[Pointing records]
>> BEGIN
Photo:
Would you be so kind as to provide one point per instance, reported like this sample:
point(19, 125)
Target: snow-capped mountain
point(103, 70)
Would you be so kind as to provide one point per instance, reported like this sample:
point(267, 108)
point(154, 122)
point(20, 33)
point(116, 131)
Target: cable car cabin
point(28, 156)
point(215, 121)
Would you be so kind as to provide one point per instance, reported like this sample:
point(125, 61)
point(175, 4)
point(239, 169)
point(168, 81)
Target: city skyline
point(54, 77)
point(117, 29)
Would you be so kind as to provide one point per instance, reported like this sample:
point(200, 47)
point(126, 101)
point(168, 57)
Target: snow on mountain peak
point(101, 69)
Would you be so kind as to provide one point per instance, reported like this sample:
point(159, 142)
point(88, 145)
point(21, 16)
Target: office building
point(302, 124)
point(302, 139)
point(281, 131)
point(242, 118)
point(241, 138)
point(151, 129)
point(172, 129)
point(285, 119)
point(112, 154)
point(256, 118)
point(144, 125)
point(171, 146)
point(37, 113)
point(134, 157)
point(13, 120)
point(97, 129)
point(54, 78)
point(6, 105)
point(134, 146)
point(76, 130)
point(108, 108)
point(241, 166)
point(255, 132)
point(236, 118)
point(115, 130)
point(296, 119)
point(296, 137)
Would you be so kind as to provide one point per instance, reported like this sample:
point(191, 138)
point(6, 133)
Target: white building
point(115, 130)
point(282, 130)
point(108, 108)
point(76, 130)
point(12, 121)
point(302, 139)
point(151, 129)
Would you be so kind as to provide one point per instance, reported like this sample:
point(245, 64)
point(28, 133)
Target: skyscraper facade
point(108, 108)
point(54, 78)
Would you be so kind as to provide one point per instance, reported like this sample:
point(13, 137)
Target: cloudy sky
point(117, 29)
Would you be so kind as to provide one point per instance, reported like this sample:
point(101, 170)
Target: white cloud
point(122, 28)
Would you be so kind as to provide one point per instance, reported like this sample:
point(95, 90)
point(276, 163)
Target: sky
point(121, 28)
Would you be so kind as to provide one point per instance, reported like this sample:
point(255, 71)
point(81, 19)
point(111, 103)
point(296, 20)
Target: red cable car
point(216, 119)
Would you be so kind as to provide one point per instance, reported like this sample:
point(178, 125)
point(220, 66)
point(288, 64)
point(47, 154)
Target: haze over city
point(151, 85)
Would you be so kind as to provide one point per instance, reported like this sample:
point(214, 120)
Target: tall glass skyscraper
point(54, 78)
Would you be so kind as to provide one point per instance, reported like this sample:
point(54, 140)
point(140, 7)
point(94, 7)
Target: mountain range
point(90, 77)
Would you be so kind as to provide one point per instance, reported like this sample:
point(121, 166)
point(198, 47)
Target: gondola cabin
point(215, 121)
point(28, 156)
>> END
* REQUEST
Copy out each line above, character for character.

* RESPONSE FOR THIS EXERCISE
Photo:
Would you be so kind as to provide one point per instance, reported like this sample:
point(19, 125)
Target: snow-capped mountain
point(103, 70)
Would you be so kind as to provide one point per instance, reported like this sample:
point(267, 108)
point(154, 122)
point(20, 33)
point(116, 131)
Target: cable car cabin
point(28, 156)
point(215, 121)
Would you be so kind as to provide one point per instance, reported like this sample:
point(125, 61)
point(175, 4)
point(239, 169)
point(168, 81)
Target: city skyline
point(54, 77)
point(117, 29)
Would you be so kind as to provide one point per instance, reported like this sample:
point(200, 47)
point(126, 101)
point(168, 57)
Target: snow on mountain peak
point(101, 69)
Would you be so kind as to provide one point per instance, reported like this sample:
point(159, 142)
point(88, 145)
point(21, 16)
Target: office building
point(302, 124)
point(302, 139)
point(281, 131)
point(242, 118)
point(241, 138)
point(151, 129)
point(172, 129)
point(285, 119)
point(112, 154)
point(256, 118)
point(144, 125)
point(171, 146)
point(37, 113)
point(134, 157)
point(13, 120)
point(97, 129)
point(54, 78)
point(6, 105)
point(134, 146)
point(76, 130)
point(108, 108)
point(241, 166)
point(255, 132)
point(236, 118)
point(115, 130)
point(296, 119)
point(296, 137)
Would you be so kind as to provide one point per instance, reported like this sample:
point(191, 138)
point(6, 133)
Target: white building
point(115, 130)
point(282, 130)
point(108, 108)
point(76, 130)
point(12, 121)
point(302, 139)
point(151, 129)
Would you be so kind as to provide one point per instance, reported like this sample:
point(245, 64)
point(28, 133)
Target: skyscraper facade
point(108, 108)
point(54, 78)
Would you be so kind as to provide one point per instance, reported like this sample:
point(13, 137)
Target: cloudy sky
point(117, 29)
Would you be so kind as to provide one point per instance, reported like this sample:
point(101, 170)
Target: white cloud
point(122, 28)
Would you be so kind as to provide one point per instance, reported like this sample:
point(95, 90)
point(276, 163)
Target: sky
point(121, 28)
Would you be so kind as to provide one point per instance, reported like this sample:
point(255, 71)
point(81, 19)
point(111, 103)
point(296, 20)
Target: red cable car
point(216, 119)
Would you be so kind as to provide one point per instance, reported like this sample:
point(178, 125)
point(220, 66)
point(288, 64)
point(47, 154)
Target: haze over city
point(151, 85)
Would you be so kind as to provide one point per instance, reported like this sample:
point(214, 120)
Target: tall glass skyscraper
point(54, 78)
Would you be so kind as to provide one point per instance, reported like this sample:
point(54, 140)
point(140, 7)
point(94, 7)
Target: mountain range
point(90, 77)
Would you be so kind as to provide one point per instance, reported like this sample:
point(121, 166)
point(198, 47)
Target: gondola cabin
point(215, 121)
point(28, 156)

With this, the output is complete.